(PROVIDED MATERIAL begins)

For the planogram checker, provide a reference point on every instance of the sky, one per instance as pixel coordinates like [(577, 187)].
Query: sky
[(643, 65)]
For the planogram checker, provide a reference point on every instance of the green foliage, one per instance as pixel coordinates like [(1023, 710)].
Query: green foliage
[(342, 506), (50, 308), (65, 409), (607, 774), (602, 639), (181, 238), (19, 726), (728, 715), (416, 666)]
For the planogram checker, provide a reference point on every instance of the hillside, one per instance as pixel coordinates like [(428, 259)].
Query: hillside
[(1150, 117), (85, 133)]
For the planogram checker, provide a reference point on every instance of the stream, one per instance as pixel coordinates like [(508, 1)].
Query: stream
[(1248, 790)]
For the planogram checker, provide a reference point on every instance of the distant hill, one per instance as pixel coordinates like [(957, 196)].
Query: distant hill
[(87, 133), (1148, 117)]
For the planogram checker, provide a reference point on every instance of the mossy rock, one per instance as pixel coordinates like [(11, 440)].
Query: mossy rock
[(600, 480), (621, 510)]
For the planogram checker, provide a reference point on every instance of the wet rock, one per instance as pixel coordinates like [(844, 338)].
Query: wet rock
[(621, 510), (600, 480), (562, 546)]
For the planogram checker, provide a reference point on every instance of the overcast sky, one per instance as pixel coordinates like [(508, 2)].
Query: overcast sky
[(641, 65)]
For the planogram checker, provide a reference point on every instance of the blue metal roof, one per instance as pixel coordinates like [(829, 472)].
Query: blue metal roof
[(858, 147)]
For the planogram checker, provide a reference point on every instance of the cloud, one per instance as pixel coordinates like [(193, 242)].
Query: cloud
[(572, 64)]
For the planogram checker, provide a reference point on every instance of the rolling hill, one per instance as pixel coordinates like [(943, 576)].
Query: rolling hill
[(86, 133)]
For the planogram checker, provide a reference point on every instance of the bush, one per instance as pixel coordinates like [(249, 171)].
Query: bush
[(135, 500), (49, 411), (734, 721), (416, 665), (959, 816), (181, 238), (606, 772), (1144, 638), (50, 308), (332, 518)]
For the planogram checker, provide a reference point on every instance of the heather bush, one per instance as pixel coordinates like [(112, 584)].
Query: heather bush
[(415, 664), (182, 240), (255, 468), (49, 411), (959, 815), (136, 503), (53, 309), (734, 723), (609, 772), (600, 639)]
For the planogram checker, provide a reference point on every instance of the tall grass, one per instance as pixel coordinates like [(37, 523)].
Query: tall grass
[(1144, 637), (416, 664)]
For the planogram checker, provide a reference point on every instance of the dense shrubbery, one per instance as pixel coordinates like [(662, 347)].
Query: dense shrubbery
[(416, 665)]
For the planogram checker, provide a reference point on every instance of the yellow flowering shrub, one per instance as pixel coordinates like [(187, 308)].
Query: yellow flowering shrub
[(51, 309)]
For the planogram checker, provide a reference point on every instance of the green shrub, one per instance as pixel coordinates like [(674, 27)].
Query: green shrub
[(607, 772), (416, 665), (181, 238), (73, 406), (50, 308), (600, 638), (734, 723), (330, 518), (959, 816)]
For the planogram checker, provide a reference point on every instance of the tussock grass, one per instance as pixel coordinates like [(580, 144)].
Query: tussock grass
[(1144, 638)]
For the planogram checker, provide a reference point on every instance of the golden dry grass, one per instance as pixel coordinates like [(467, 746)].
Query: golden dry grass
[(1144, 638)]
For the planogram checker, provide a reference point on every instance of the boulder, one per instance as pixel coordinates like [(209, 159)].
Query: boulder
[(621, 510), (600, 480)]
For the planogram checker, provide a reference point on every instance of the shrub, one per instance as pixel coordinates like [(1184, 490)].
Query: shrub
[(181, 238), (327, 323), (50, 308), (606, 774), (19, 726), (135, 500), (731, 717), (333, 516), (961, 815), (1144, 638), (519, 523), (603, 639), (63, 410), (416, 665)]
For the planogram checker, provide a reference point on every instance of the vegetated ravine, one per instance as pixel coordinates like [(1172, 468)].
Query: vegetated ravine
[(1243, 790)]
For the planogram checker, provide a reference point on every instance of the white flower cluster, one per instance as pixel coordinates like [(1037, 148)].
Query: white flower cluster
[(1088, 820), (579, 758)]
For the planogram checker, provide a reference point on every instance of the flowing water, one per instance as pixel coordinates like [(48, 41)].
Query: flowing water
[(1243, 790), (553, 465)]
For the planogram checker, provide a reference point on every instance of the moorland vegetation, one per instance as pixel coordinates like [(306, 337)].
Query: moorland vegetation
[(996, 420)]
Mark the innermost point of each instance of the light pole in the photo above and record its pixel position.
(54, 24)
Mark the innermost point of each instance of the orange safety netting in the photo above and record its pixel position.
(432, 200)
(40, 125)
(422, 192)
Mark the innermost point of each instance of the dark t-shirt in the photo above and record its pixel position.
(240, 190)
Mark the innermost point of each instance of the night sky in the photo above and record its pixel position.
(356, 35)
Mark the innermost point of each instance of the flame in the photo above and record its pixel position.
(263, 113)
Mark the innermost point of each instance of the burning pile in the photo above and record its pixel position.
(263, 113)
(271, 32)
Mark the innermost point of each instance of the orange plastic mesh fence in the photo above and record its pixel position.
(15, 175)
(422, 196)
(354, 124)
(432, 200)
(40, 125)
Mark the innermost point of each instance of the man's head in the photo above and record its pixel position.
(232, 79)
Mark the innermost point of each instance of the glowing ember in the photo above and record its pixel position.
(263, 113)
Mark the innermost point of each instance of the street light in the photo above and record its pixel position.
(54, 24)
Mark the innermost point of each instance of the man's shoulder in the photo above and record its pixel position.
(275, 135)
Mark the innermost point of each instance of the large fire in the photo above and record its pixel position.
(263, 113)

(PROVIDED MATERIAL ends)

**TASK BRIEF**
Each line of the data must be set down again as it is.

**WRITTEN REPLY**
For the planogram checker, provide a reference point on every instance of the sky, one per instance as pixel coordinates like [(577, 187)].
Query: sky
[(643, 65)]
For the planogram checker, provide a reference point on every instance of the green foliage, one per instance as pixel coordinates like [(1023, 710)].
Query: green foliage
[(342, 506), (50, 308), (65, 409), (607, 774), (602, 639), (181, 238), (19, 726), (728, 715), (416, 666)]
For the planogram checker, provide a reference point on every instance of the hillside, one per instance as pixel coordinates like [(428, 259)].
Query: hillside
[(1150, 117), (85, 133)]
For the planogram checker, provide a reference point on every instance of the stream, one per instance as pixel coordinates like [(508, 1)].
Query: stream
[(1248, 790)]
For the planogram checker, provide a reference point on every instance of the distant hill, one per instance as pixel coordinates like [(957, 196)].
Query: distant hill
[(87, 133), (1148, 117)]
For the planogram checker, provide a reference point on every instance of the mossy rock, one per instance as pixel coordinates like [(11, 440)].
Query: mossy rock
[(600, 480), (621, 510)]
For the planogram checker, provide a reference point on every instance of the wet rock, one per instance as pixel coordinates like [(844, 338)].
Query: wet rock
[(621, 510), (600, 480), (562, 546)]
For the planogram checker, provide a reference point on every instance of the overcast sky, one per instance as pixel coordinates like [(508, 2)].
Query: overcast sky
[(641, 65)]
For the planogram checker, provide a reference point on every instance of the blue metal roof, one per instance as pixel coordinates like [(829, 472)].
Query: blue metal roof
[(858, 147)]
For the planogram checker, provide a reference point on every instance of the cloud, one per instance as pixel coordinates like [(193, 242)].
Query: cloud
[(572, 64)]
For the planogram checker, provide a reference point on every instance of the rolling hill, one per instance as pixel coordinates like [(943, 576)].
Query: rolling hill
[(86, 133)]
For the planogram checker, provide a reference point on every instance of the bush, one per instance as pixel coordinates like [(249, 171)].
Query: bush
[(135, 500), (49, 411), (734, 721), (416, 665), (959, 816), (181, 238), (606, 772), (1144, 638), (50, 308), (332, 518)]
For the planogram checker, provide a reference point on every instance of the heather bush, one per instance as pixel coordinates like [(112, 584)].
Query: heather bush
[(415, 664), (182, 240), (255, 468), (49, 411), (959, 815), (136, 503), (53, 309), (734, 723), (609, 772), (600, 639)]
For the planogram checker, provide a reference point on every instance of the tall grass, one per instance as pixel coordinates like [(37, 523)].
Query: tall grass
[(1144, 637), (416, 664)]
For the planogram checker, provide a reference point on every instance of the dense shrubbery, one per instance as pixel coordinates like [(662, 347)].
Query: dense shrubbery
[(416, 665)]
For the planogram checker, provide a reference point on every instance of the yellow flowering shrub, one per instance as pixel coordinates like [(187, 308)].
Query: yellow flowering shrub
[(51, 309)]
For the planogram checker, provide a reference point on every instance of the green shrub, one per instance as pixel coordinates like [(674, 27)].
Query: green shrub
[(607, 772), (416, 665), (181, 238), (73, 406), (50, 308), (600, 638), (734, 723), (330, 518), (959, 816)]
For the planogram checker, provide a reference point on every instance of the tussock grass, one per instance as pixel coordinates like [(580, 144)].
Query: tussock grass
[(1144, 638)]
For the planogram checker, provide a reference point on every instance of the golden dry grass, one per instance as pixel coordinates like [(467, 746)].
Query: golden dry grass
[(1144, 638)]
For the planogram checker, provide a reference point on every instance of the boulder, one per instance as pixel coordinates like [(209, 159)].
Query: boulder
[(621, 510), (600, 480)]
For the planogram checker, provide a reference point on every instance of the shrub, one per instance as pixel coordinates like [(1184, 490)].
Query: shrub
[(181, 238), (327, 323), (50, 308), (606, 774), (19, 726), (135, 500), (731, 717), (333, 516), (961, 815), (1144, 638), (519, 523), (603, 639), (63, 410), (416, 665)]
For the planogram checker, provide a reference point on every instance of the vegetated ravine, one per instance as pixel coordinates like [(1172, 468)].
Query: vegetated ravine
[(1243, 790)]
For the planogram checker, provide a reference point on every instance of the white flower cluster, one per instance as pixel coordinates like [(1037, 148)].
Query: white flower cluster
[(1088, 820), (579, 758)]
For the planogram checker, provide a reference point on every instance of the flowing water, one per instance as pixel coordinates like [(48, 41)].
Query: flowing water
[(1243, 790), (553, 465)]
For the planogram checker, provide a reference point on every instance of the moorland vegetation, one per instance as pixel coordinates like [(306, 337)].
Query: moorland vegetation
[(996, 420)]
Mark the innermost point of each instance of the light pole in the photo above and record its pixel position.
(54, 24)
Mark the innermost point of each instance of the orange safety netting in the photo above and record its pixel position.
(432, 200)
(40, 125)
(422, 192)
Mark the innermost point of each instance of the dark t-shirt in the photo above and record its pixel position.
(240, 190)
Mark the innermost point of each instance of the night sky in the photo above and record its pixel position.
(356, 35)
Mark the innermost point of each instance of the flame in the photo above and record its pixel position.
(263, 113)
Mark the innermost point of each instance of the burning pile in the photo above and record its pixel position.
(263, 113)
(271, 32)
Mark the innermost point of each instance of the orange plastic mesh fence in the photo above and record its pixel position.
(15, 175)
(422, 196)
(354, 124)
(432, 200)
(40, 125)
Mark the innermost point of each instance of the man's head in the photo above and record its pixel position.
(232, 79)
Mark the innermost point of each instance of the glowing ember in the photo above and record its pixel position.
(263, 113)
Mark the innermost point of each instance of the street light in the photo above and record its pixel position.
(54, 24)
Mark the innermost point of each instance of the man's shoulder in the photo above and record its pixel position.
(275, 135)
Mark the innermost point of each instance of the large fire in the photo above and record its pixel position.
(263, 113)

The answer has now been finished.